Город цел, и нельзя сказать, чтоб пуст, но малолюден.

Мы подъехали к комендатуре. Альперт пошел узнавать, где комендант, а я увидел стайку переходивших улицу людей в званиях от лейтенанта до полковника, одетых в чрезвычайно новенькие шинели, которые они, очевидно, только что начали осваивать. У них был тот глуповатый вид, который обычно приобретает штатский человек, всего несколько дней назад влезший в военную форму, но сам в душе считающий, что уже вполне освоился с нею.

Я подумал, что, наверное, это какие-нибудь наши инженеры или хозяйственники, только что прибывшие сюда из Москвы, и, сказав об этом вернувшемуся Альперту, как потом выяснилось, не ошибся. Мы вместе с ним зашли к заместителю коменданта и застали там еще одного подполковника в точно такой же шинели, какие я только что видел на улице.

Едва я познакомился с заместителем коменданта, как подполковник воскликнул:

– Константин Михайлович, вот странная встреча!

Я вперился в лицо этого маленького подполковника. Лицо мне было очень знакомо, но где я встречал этого человека – я абсолютно не мог вспомнить.

– Не узнаете?

– Нет.

– А, хотя в этой форме, да еще тут, меня, конечно, трудно узнать. Я Филиппов, директор Театра Революции.

– Слава богу, теперь узнал, – сказал я, продолжая соображать, когда я в последний раз его видел и где – в Москве или на фронте?

– Странная встреча, – сказал он.

– Странная, – согласился я. – Давно вы здесь?

– С первого числа. Мы входим в комиссию генерала Сабурова.

Я вспомнил генерала Сабурова, одного из партизанских командиров на Украине, с которым я встречался в сорок третьем в Харькове, и знал, что он теперь работает по линии госбезопасности. И, вспомнив, с некоторым удивлением посмотрел на Бориса Михайловича Филиппова – почему он, собственно, перешел из театра в это ведомство?

[Сохранённые записи данных]
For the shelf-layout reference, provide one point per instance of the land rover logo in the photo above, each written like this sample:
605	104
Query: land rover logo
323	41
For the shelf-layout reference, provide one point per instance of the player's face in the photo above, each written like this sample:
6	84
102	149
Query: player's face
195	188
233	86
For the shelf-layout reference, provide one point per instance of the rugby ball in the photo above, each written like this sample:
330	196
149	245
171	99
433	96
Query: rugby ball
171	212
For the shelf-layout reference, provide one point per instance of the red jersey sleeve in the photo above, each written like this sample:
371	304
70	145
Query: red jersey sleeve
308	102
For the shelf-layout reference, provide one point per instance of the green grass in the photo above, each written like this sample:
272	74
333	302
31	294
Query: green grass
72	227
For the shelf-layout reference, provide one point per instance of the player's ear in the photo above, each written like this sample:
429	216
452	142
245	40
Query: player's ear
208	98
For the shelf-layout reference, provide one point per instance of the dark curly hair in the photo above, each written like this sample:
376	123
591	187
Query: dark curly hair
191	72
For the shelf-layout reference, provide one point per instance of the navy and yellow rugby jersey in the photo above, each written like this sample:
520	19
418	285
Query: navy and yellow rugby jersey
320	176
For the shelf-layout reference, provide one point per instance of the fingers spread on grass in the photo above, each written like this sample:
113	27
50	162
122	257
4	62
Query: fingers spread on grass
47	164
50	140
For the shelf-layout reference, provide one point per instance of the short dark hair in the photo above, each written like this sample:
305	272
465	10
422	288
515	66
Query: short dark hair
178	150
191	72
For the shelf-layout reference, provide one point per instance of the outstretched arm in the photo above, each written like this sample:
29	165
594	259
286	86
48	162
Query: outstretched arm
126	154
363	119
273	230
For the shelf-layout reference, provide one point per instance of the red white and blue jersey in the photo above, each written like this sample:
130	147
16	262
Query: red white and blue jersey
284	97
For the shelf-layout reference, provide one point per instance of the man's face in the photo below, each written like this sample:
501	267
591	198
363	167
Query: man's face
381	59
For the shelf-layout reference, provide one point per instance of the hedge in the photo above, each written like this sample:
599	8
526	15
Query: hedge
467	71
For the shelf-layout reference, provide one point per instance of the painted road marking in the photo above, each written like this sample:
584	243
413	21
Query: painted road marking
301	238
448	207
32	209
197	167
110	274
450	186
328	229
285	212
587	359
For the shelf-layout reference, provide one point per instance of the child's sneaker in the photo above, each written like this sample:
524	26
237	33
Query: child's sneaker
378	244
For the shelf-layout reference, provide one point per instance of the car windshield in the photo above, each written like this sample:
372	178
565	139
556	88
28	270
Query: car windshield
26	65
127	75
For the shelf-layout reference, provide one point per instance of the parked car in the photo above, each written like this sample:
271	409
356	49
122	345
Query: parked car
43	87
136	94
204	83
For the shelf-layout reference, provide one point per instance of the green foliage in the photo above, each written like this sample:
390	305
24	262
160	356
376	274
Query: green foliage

[Формулировка задания]
Продолжите отрывок о встрече с Филипповым в комендатуре, начав сразу после его последнего предложения.

[Ответ]
– Это тот Сабуров, который партизанил? – спросил я его.

– Нет, – сказал Филиппов. – Это генерал Сабуров – заместитель Вознесенского по Госплану, а мы в его группе.

– Значит, это ваши люди ходят по улице в таких же, как у вас, шинелях? – спросил я.

– Наши.

– Вот про них я сразу сообразил, кто они такие, – сказал я. – А вы что здесь делаете?

– А я вхожу в эту комиссию от Комитета по делам искусств. Вот «страдивариуса» сегодня нашли.

Он показал мне на лежавший на диване ящик. Ящик был открыт, и мне была продемонстрирована старая скрипка, которая, как выяснилось, уже порядочное время лежала на складе комендатуры и лишь теперь была извлечена оттуда. На скрипке стоял какой-то год первой половины XVIII века. Не знаю, был ли это «страдивариус», но возраст скрипки внушал уважение.

Рассказывая мне о своей работе здесь за эти две недели, когда ему с чем только не приходилось сталкиваться, от страшного до смешного, Филиппов вспомнил, как они встретили вчера недалеко от Гливице нашу полуторку, в которой рядом с водителем сидела довольно большая обезьяна. Когда они остановили полуторку и спросили водителя, зачем он возит с собой эту спокойно сидевшую рядом с ним обезьяну, он рассказал следующую историю.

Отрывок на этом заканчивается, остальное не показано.